WHAT YOU HAVE TO DO ▸ Pick out each line of the data below that contains the word "yellow", and copy those lines in full.

Records from a pointing dataset ▸
★ ★ ★

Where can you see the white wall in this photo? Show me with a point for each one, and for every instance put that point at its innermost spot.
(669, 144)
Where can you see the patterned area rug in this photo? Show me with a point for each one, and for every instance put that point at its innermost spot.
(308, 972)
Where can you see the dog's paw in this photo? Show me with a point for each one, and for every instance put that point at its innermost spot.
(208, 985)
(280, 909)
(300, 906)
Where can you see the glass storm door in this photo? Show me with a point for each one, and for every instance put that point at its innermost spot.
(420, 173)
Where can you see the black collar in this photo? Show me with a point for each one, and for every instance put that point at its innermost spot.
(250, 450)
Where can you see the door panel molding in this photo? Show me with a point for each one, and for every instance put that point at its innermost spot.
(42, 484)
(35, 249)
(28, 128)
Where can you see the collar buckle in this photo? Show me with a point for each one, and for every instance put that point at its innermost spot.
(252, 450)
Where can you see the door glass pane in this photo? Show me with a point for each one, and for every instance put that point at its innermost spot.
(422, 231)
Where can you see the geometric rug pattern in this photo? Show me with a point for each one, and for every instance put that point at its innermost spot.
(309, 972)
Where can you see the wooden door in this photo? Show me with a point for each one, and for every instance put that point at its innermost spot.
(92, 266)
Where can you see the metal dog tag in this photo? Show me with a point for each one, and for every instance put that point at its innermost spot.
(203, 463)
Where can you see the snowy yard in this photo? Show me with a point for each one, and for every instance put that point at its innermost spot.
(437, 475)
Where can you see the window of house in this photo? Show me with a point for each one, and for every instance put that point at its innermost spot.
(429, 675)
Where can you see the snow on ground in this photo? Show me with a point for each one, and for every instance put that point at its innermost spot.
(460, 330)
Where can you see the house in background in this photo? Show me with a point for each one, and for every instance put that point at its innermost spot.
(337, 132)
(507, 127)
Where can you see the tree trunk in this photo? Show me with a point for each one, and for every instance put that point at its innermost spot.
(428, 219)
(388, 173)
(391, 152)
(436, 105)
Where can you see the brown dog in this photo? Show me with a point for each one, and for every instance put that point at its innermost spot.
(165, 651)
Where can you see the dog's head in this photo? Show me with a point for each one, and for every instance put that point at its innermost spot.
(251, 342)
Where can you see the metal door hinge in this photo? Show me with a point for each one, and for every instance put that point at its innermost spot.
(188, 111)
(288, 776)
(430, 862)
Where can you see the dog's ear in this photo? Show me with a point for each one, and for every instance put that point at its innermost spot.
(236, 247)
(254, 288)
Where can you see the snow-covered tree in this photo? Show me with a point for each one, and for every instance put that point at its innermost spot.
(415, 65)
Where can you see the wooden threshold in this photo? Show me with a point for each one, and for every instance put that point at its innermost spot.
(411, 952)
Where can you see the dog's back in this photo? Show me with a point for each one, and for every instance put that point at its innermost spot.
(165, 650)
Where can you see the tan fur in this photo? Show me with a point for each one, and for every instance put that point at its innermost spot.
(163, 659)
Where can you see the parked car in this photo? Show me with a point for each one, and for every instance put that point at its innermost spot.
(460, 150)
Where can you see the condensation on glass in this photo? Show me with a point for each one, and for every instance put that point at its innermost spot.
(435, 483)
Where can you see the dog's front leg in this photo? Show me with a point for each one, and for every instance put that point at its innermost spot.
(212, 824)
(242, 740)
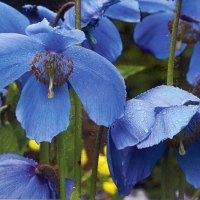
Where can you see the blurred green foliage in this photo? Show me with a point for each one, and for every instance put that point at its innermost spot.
(141, 72)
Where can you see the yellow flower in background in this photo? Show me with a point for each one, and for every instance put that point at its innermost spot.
(33, 145)
(103, 166)
(84, 158)
(110, 187)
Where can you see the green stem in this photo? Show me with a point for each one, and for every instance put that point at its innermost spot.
(168, 187)
(95, 164)
(77, 143)
(78, 117)
(170, 70)
(181, 188)
(44, 153)
(62, 164)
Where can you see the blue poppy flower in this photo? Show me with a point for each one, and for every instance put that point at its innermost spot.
(102, 35)
(49, 53)
(135, 142)
(23, 178)
(154, 32)
(2, 94)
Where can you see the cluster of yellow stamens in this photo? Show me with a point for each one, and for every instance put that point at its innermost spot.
(52, 69)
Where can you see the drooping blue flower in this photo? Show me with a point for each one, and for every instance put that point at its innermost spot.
(54, 60)
(135, 142)
(102, 35)
(2, 94)
(23, 178)
(154, 32)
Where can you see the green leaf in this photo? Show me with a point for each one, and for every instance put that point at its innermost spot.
(128, 70)
(8, 140)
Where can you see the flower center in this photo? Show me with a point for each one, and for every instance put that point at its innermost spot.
(187, 32)
(52, 69)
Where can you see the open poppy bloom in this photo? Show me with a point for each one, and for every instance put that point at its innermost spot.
(56, 63)
(153, 120)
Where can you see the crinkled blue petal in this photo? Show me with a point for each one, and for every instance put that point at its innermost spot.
(191, 9)
(43, 118)
(12, 21)
(104, 39)
(2, 94)
(169, 122)
(152, 6)
(134, 126)
(190, 163)
(38, 13)
(54, 39)
(16, 54)
(98, 84)
(194, 71)
(126, 10)
(131, 165)
(19, 180)
(153, 35)
(89, 10)
(165, 96)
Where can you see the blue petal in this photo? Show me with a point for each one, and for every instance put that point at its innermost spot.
(190, 163)
(153, 35)
(165, 96)
(38, 13)
(191, 9)
(2, 93)
(152, 6)
(16, 54)
(126, 10)
(61, 38)
(107, 40)
(23, 79)
(194, 72)
(134, 126)
(19, 180)
(98, 84)
(12, 21)
(43, 118)
(169, 122)
(131, 165)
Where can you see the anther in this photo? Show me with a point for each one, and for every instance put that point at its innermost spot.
(50, 90)
(52, 69)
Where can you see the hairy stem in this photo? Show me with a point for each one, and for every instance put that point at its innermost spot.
(171, 61)
(62, 163)
(95, 164)
(44, 153)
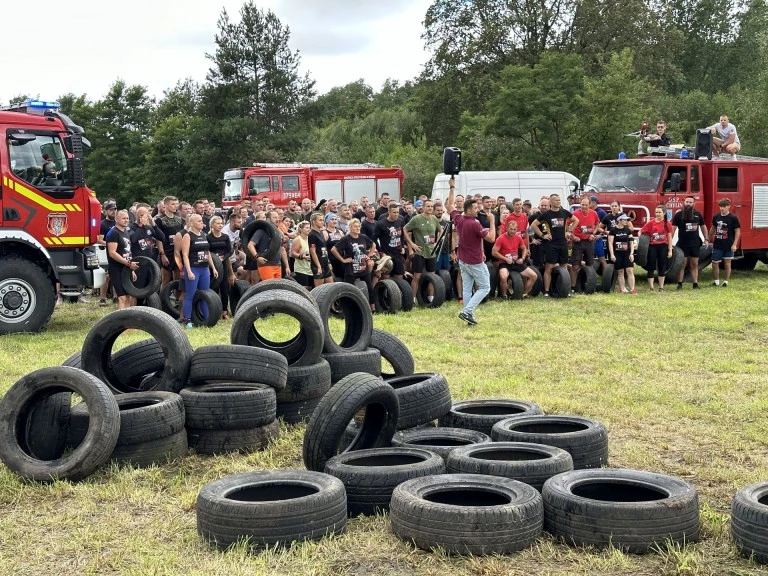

★ ★ ★

FINAL RESULT ▸
Where can you see the yellow flower in background in this photo? Show me with a point for each one, and for every instance put that point at its innermost spot.
Where can you see the cluster of yellow stamens in this photo? Show me with a point for each one, and for every instance put that point at its innermost spot.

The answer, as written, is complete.